Passage provided:
"""

Francis August Anthony Joseph Janssens (October 17, 1843 – June 9, 1897) was a Dutch-born prelate of the Roman Catholic Church. He served as bishop of the Diocese of Natchez in Mississippi (1881–1888) and as archbishop of the Archdiocese of New Orleans (1888–1897).

Biography

Early life 
Francis Janssens was born on October 17, 1843, in Tilburg, North Brabant in the Netherlands to Cornelius John and Josephine Anne (née Dams) Janssens. He entered the seminary of 's-Hertogenbosch in 1856.  In 1866, Janssens went to the American College at Louvain, Belgium, planning to ultimately do mission work in the United States. 

Janssens was ordained to the priesthood for the Diocese of Richmond on December 21, 1867. Arriving at Richmond, Virginia, in September 1868, he was appointed rector of the cathedral in 1870 and served as vicar general under Bishops James Gibbons and John Joseph Keane.

Bishop of Natchez 
On April 7, 1881, Janssens was appointed the fourth bishop of  the Diocese of Natchez, by Pope Leo XIII. He received his episcopal consecration on May 1, 1881, from Archbishop James Gibbons, with Bishops Thomas Becker and John Keane serving as co-consecrators. During his tenure, Janssens completed construction on the Cathedral of St. Peter the Apostle in Jackson, Mississippi, which had commenced forty years earlier.

Archbishop of New Orleans 
Janssens was appointed by Leo XIII as the fourth archbishop of the Archdiocese of New Orleans on August 7, 1888; he was installed on September 16, 1888. During his tenure, Janssens convened the fifth Archdiocesan Synod in May 1889, founded more than twenty-five new parochial schools, dedicated a new preparatory seminary at Gessen, Louisiana, in September 1891, and established the Catholic Institute for Deaf and Dumb at Chinchuba, Louisiana, in 1890. Janssens significantly reduced the immense debt incurred by Archbishop Napoléon-Joseph Perché; continuing the work of his immediate predecessor Archbishop Francis Xavier Leray, he reduced it from $324,759 to about $130,000.

"""

Data shown:
"""

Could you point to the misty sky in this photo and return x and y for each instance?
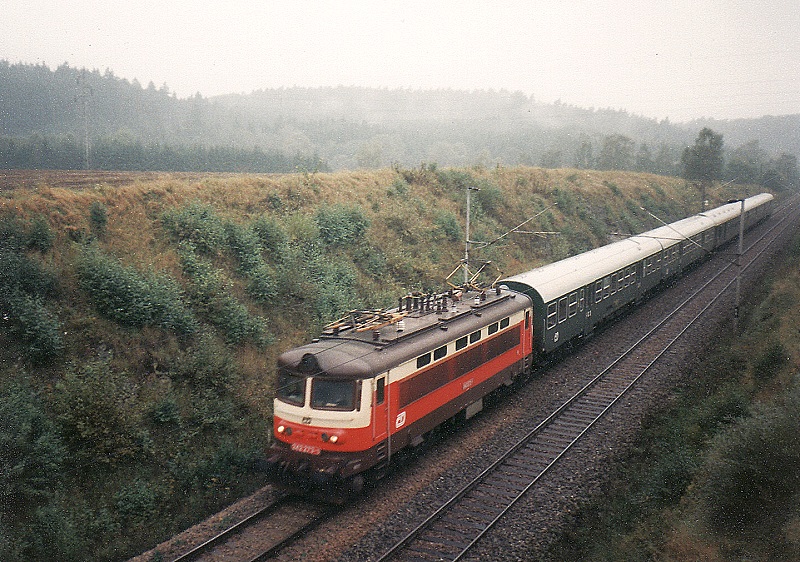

"""

Requirement A:
According to the Janssens biography, where was the new preparatory seminary dedicated in September 1891?
Requirement B:
Write the next part of the Janssens biography, picking up after its final sentence.
The data is separate from the Janssens biography.

Task answer A:
At Gessen, Louisiana.

Task answer B:
Janssens' tenure also spanned the period of hardening racial divisions between whites and African-Americans. He once said, "There is nothing in my administration of the Diocese that worries me more than our colored people; to see what is done by the Protestants to capture them and how often they succeed." Believing that a separate parish would keep blacks within the Catholic Church and facilitate black leadership just as it had for Irish and German immigrants, Janssens established St. Katharine's Church in 1895 as the first parish designated for black Catholics; attendance, however, was optional. It was, however, his expressed hope "that anyone might occupy any pew or any seat anywhere in the church."

Janssens died aboard the steamer Creole, bound for New York City, aged 53. He is buried at St. Louis Cathedral in New Orleans.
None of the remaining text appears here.